Items:
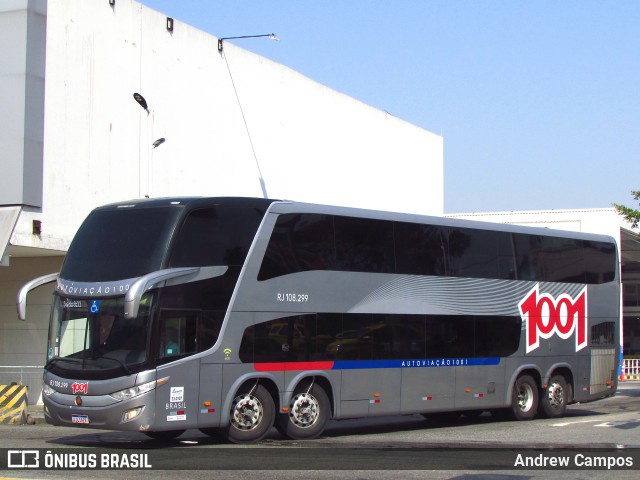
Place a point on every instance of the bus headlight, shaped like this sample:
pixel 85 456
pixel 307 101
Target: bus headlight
pixel 131 414
pixel 133 392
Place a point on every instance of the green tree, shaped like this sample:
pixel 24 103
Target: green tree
pixel 630 214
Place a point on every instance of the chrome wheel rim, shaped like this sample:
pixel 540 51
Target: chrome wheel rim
pixel 246 412
pixel 555 394
pixel 525 397
pixel 304 410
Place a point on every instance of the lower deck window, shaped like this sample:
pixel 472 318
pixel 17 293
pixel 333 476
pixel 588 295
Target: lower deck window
pixel 328 336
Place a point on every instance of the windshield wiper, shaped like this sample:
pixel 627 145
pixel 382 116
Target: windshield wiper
pixel 119 362
pixel 63 359
pixel 83 360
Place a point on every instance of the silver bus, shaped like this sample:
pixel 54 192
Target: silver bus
pixel 234 315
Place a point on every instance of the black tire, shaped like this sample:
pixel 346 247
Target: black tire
pixel 164 436
pixel 554 399
pixel 308 414
pixel 210 431
pixel 472 414
pixel 251 416
pixel 524 399
pixel 442 417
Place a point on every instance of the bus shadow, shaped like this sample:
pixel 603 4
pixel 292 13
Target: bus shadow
pixel 335 429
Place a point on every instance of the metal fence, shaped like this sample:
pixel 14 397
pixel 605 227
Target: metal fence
pixel 630 369
pixel 31 376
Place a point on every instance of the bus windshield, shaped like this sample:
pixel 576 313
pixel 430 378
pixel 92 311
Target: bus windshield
pixel 93 335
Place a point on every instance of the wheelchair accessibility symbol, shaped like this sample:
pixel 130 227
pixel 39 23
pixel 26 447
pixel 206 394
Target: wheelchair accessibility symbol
pixel 95 306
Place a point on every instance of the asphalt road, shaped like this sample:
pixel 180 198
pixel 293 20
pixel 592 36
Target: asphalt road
pixel 390 447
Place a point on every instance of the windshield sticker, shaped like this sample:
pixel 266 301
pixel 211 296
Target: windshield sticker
pixel 177 416
pixel 84 419
pixel 80 387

Exercise task: Copy out every row above word for word, leaving out the pictures.

Answer for this exercise:
Place a point on every instance of the bus headlight, shaped like this sample:
pixel 85 456
pixel 307 101
Target: bus headlight
pixel 131 414
pixel 133 392
Place a point on every instance of the green tree, shaped like this sample:
pixel 24 103
Target: green tree
pixel 630 214
Place a point on every instance of the chrome wheel rim, shaped like this sample:
pixel 540 51
Target: chrome wheel rim
pixel 246 412
pixel 555 394
pixel 525 397
pixel 304 410
Place a point on every instance of the lower deck window, shaped like this sample:
pixel 472 318
pixel 17 293
pixel 333 476
pixel 588 295
Target: lower deck window
pixel 328 336
Place a point on every instance of the windshield wiper, shaped like this sample:
pixel 627 145
pixel 382 116
Target: windshield wiper
pixel 119 362
pixel 63 359
pixel 83 360
Place a point on every instance of the silver bus, shaped like this sample:
pixel 54 192
Target: silver bus
pixel 234 315
Place a point on every instance of the black tire, shaped like this sample:
pixel 346 247
Target: black tire
pixel 164 436
pixel 554 399
pixel 308 414
pixel 210 431
pixel 472 414
pixel 251 416
pixel 524 399
pixel 442 417
Place a point on every instance of the bus shadow, shaped like this sample:
pixel 603 4
pixel 292 13
Target: bus shadow
pixel 335 429
Place a point on every instance of the metal fence, shaped like this sample:
pixel 14 397
pixel 605 227
Target: metal fence
pixel 630 369
pixel 31 376
Place a point on every instance of the bus windshield, shaped like this sample:
pixel 576 313
pixel 430 378
pixel 92 311
Target: bus windshield
pixel 93 335
Place a point on every instance of the wheelchair accessibility symbol, shaped like this sample:
pixel 130 227
pixel 39 23
pixel 26 447
pixel 206 394
Target: wheelchair accessibility symbol
pixel 95 306
Place a point on every instance of the asphalt road, shaped like this sample:
pixel 180 198
pixel 293 20
pixel 592 36
Target: asphalt road
pixel 390 447
Place a point on every instance of the windshield sticker, shaped like this sample:
pixel 266 301
pixel 211 296
Target: windshield sticker
pixel 177 416
pixel 84 419
pixel 80 387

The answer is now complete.